## [PRZEDSTAWIONE WPISY]
"""

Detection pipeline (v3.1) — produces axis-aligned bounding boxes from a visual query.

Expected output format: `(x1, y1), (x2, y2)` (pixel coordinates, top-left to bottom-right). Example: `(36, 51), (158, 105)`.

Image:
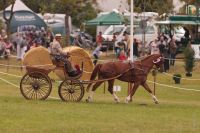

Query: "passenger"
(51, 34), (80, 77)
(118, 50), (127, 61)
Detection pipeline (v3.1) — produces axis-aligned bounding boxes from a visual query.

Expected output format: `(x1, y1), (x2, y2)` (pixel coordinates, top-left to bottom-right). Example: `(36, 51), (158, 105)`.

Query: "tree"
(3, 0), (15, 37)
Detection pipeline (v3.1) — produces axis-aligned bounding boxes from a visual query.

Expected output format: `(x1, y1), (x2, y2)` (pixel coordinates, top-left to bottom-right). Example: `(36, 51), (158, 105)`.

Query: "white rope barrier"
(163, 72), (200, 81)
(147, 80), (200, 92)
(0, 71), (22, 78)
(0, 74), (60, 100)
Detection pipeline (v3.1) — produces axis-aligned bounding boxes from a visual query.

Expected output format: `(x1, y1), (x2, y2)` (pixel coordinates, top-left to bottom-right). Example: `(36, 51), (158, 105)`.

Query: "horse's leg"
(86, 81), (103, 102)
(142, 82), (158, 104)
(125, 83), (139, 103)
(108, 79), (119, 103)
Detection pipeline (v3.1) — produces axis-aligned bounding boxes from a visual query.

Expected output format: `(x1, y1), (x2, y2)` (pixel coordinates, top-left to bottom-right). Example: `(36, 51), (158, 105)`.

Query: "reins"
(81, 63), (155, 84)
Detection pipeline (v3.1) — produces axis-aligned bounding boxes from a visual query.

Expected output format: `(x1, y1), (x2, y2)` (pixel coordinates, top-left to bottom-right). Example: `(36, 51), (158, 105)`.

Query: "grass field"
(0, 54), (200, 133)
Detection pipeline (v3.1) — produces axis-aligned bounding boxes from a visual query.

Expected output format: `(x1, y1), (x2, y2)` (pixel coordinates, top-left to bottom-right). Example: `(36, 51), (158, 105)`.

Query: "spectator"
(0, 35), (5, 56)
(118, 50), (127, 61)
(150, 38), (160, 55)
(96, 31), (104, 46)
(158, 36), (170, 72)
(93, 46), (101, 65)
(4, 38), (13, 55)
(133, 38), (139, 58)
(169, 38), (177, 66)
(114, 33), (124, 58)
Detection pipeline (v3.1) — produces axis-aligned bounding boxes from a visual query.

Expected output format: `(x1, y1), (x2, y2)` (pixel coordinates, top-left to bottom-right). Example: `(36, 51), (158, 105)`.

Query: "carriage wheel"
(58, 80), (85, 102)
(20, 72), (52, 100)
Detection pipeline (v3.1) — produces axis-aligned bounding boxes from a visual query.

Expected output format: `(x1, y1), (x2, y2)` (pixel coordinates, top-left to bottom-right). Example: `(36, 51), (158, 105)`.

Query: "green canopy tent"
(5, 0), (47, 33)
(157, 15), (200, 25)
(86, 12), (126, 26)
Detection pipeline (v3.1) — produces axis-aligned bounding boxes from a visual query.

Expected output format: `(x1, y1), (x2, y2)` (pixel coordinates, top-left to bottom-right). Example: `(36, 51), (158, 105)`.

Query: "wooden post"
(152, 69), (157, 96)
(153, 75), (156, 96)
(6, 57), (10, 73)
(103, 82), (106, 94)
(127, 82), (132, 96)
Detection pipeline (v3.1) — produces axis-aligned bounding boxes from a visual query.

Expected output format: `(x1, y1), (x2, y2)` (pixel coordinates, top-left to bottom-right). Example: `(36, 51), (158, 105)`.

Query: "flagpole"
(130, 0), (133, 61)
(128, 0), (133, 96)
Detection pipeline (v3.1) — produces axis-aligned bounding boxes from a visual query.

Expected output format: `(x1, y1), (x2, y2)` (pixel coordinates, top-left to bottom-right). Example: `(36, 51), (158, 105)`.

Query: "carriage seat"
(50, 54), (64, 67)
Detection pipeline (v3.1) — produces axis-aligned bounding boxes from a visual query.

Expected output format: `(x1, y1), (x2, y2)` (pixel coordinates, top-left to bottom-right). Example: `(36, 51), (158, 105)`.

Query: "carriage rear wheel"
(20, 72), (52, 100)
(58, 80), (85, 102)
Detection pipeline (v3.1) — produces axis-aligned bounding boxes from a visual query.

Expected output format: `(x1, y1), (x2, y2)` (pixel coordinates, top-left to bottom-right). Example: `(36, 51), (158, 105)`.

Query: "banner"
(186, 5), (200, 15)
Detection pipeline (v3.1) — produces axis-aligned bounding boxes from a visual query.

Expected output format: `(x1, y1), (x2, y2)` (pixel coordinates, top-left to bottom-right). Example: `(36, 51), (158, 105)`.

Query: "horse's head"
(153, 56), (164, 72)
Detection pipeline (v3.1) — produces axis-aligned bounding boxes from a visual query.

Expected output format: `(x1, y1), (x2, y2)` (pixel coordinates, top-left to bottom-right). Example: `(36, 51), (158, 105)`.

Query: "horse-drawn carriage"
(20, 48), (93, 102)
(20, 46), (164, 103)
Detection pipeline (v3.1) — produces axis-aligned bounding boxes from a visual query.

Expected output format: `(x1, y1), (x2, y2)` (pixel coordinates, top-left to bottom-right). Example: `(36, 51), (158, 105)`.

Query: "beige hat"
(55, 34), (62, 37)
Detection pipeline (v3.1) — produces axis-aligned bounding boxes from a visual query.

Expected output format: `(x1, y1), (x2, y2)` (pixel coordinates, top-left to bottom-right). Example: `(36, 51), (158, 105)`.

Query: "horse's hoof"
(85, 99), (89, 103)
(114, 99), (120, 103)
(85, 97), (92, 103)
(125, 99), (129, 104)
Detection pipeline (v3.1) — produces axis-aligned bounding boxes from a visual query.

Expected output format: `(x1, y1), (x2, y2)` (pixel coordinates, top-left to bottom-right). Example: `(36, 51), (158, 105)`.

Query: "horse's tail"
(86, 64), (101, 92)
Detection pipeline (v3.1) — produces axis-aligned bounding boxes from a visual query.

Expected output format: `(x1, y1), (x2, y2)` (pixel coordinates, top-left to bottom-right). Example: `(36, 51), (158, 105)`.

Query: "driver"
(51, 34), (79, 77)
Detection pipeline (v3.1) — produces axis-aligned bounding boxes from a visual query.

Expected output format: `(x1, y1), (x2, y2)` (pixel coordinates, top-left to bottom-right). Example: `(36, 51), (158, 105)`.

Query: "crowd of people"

"""
"""

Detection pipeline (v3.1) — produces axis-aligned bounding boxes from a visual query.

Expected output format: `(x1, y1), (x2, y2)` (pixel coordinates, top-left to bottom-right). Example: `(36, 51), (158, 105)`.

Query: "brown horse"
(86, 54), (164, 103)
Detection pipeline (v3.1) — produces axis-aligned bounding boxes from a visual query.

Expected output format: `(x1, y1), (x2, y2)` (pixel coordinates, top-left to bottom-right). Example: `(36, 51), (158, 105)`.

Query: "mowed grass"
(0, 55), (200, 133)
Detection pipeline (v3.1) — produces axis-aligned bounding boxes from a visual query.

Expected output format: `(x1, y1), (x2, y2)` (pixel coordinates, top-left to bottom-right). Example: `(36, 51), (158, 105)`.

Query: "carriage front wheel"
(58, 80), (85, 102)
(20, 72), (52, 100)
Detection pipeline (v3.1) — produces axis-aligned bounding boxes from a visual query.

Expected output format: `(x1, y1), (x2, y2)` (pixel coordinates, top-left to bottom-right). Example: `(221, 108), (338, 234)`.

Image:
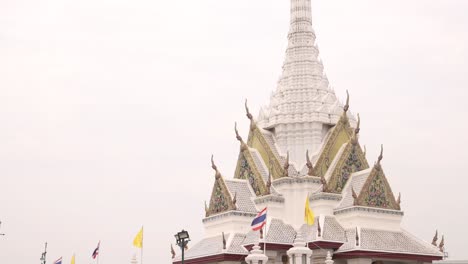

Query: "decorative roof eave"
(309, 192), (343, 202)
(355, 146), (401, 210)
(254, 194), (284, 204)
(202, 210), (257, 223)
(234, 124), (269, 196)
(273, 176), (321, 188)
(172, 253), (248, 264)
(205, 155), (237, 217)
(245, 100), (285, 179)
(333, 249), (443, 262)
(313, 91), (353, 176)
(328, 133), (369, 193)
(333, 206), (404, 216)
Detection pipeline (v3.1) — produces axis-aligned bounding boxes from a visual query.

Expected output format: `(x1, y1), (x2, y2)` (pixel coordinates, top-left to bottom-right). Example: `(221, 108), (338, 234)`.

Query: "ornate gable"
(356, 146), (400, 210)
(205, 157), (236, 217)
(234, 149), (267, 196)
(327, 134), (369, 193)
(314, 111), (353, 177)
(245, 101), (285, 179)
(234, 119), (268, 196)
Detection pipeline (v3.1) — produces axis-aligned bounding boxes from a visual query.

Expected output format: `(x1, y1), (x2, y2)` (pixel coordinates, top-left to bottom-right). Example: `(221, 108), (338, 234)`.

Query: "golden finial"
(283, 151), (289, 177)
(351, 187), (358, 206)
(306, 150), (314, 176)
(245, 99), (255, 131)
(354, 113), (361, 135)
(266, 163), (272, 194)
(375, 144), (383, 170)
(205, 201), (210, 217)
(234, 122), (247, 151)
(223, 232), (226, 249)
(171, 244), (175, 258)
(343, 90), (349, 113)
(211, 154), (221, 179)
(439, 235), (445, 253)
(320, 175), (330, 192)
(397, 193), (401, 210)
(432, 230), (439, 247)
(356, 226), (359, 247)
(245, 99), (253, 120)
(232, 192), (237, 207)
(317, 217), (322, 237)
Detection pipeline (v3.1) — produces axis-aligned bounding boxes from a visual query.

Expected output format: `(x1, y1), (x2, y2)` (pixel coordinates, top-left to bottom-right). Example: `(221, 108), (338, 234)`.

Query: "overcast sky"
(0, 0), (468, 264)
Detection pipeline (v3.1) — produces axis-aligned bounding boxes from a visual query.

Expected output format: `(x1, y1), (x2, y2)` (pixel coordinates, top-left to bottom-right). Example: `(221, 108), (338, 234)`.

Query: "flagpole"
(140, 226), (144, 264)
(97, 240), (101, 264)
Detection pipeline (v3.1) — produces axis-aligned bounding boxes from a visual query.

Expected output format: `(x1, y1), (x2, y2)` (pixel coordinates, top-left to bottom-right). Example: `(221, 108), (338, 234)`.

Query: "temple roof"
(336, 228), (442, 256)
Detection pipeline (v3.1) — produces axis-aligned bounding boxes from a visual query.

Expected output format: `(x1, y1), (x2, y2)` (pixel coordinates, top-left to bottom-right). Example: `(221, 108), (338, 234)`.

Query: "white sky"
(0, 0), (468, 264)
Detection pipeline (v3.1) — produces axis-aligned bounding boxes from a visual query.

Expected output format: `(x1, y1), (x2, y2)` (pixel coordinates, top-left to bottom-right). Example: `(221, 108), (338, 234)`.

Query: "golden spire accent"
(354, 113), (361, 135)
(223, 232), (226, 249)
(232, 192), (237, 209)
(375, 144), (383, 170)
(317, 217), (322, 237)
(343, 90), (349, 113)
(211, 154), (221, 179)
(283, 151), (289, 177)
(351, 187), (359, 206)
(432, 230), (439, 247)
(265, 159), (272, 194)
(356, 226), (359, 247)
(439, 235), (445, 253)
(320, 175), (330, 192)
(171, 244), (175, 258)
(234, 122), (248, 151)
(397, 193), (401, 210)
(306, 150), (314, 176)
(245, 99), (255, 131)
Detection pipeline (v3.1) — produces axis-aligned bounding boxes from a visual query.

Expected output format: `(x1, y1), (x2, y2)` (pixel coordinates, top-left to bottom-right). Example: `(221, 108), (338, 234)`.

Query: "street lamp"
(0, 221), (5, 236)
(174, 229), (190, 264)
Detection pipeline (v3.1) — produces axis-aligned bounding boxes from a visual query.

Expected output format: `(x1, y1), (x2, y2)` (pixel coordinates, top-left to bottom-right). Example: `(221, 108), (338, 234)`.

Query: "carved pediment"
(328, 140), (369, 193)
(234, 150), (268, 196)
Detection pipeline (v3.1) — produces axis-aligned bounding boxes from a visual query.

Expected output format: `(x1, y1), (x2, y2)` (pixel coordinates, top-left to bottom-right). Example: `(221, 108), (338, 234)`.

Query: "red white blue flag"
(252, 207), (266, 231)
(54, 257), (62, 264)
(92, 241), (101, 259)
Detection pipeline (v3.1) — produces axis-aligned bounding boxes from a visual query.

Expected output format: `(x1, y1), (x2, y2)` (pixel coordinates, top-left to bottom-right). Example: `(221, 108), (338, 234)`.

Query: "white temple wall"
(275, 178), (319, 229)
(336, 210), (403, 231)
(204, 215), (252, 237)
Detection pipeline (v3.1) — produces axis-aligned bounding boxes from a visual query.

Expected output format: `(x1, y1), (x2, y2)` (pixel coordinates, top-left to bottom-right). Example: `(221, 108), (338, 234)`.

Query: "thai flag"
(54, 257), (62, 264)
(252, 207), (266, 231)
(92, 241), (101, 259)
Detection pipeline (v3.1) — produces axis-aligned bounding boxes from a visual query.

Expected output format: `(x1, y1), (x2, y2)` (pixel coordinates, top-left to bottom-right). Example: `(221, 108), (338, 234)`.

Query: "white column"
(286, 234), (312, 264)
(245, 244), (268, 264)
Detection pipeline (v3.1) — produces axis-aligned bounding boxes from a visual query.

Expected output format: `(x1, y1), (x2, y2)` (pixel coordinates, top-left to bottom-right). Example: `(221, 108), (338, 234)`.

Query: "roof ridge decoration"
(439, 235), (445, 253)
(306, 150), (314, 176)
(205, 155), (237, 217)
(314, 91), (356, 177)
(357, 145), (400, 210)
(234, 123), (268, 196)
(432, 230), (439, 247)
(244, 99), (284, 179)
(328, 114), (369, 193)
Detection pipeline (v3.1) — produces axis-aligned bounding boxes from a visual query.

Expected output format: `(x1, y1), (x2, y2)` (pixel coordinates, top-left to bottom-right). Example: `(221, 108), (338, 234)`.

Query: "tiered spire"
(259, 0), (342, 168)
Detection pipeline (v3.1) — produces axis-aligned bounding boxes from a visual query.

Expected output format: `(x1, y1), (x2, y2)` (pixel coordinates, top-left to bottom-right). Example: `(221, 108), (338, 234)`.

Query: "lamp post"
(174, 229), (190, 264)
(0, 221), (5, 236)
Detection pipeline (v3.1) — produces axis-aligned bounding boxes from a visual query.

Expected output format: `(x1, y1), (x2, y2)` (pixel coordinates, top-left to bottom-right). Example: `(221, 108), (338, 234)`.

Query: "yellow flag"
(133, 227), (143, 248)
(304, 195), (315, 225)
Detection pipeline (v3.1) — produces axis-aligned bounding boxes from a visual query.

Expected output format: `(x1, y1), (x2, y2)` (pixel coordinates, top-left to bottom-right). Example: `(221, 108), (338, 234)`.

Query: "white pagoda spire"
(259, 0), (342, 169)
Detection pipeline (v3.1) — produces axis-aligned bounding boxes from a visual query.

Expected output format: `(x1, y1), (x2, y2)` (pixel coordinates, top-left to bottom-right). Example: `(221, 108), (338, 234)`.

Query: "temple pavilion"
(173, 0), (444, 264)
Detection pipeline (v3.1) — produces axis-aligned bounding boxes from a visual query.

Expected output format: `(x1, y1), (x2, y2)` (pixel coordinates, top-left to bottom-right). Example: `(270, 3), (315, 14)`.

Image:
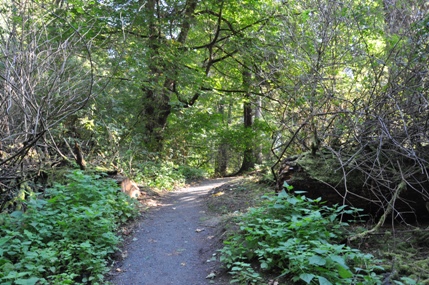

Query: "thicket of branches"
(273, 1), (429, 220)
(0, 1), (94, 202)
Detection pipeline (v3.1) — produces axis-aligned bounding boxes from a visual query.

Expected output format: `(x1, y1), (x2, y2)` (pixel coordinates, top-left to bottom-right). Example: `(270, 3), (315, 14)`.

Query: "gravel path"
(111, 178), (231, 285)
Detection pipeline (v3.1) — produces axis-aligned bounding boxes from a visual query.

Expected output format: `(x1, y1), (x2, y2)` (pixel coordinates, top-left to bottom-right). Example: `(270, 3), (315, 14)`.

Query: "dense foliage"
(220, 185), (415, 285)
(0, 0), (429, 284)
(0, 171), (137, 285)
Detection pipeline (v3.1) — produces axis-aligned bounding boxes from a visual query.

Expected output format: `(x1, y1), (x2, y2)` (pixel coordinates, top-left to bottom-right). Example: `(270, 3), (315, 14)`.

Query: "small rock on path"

"""
"""

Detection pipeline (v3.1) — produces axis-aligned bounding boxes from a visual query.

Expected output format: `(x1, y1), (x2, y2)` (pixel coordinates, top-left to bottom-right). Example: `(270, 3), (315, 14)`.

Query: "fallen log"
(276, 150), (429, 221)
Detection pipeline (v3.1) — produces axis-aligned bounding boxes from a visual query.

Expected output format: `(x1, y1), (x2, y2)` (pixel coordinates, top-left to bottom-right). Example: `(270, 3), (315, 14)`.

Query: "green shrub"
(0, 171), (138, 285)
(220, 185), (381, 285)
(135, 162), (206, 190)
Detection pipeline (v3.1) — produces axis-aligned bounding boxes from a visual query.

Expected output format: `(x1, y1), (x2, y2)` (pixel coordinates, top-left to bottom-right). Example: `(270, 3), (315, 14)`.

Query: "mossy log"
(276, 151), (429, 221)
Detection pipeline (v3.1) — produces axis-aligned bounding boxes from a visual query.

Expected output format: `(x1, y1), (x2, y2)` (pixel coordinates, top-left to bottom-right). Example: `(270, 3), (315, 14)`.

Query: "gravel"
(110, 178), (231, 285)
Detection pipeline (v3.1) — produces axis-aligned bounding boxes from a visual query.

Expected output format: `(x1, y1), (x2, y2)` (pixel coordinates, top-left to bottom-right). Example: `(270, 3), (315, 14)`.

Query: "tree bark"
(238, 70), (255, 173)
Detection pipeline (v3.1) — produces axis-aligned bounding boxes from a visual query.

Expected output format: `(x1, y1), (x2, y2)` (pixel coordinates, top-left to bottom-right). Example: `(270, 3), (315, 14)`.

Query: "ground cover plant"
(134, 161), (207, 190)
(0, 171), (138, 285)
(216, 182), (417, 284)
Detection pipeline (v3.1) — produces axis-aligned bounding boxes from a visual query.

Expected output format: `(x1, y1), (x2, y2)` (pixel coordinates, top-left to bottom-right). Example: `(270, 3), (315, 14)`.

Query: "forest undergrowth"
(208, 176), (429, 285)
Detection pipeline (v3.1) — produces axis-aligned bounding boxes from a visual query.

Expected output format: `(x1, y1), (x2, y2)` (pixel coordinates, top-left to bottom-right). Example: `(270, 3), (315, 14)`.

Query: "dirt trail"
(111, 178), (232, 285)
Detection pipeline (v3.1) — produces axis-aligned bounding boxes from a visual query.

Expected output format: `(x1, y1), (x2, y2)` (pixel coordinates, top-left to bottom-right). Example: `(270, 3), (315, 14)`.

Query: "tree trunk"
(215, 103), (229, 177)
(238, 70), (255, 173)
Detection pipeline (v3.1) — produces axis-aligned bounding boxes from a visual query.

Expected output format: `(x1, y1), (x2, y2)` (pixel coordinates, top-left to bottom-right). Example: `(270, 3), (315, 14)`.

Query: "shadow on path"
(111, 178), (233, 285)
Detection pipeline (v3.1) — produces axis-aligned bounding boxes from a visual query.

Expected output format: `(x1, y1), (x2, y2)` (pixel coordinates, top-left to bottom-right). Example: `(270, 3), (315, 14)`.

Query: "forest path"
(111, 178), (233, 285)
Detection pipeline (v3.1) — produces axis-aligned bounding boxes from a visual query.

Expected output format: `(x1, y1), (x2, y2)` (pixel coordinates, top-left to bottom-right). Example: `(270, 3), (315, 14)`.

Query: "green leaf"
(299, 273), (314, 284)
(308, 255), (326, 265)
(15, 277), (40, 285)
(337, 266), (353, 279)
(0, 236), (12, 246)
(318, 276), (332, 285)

"""

## [CEL ZADANIA]
Proszę wybrać z powyższych wpisów wszystkie wiersze zawierające słowo „wheel”, z uwzględnieniem wielkości liter.

## [ODPOWIEDŹ]
Query: "carriage wheel"
Query: "carriage rear wheel"
Query: "carriage front wheel"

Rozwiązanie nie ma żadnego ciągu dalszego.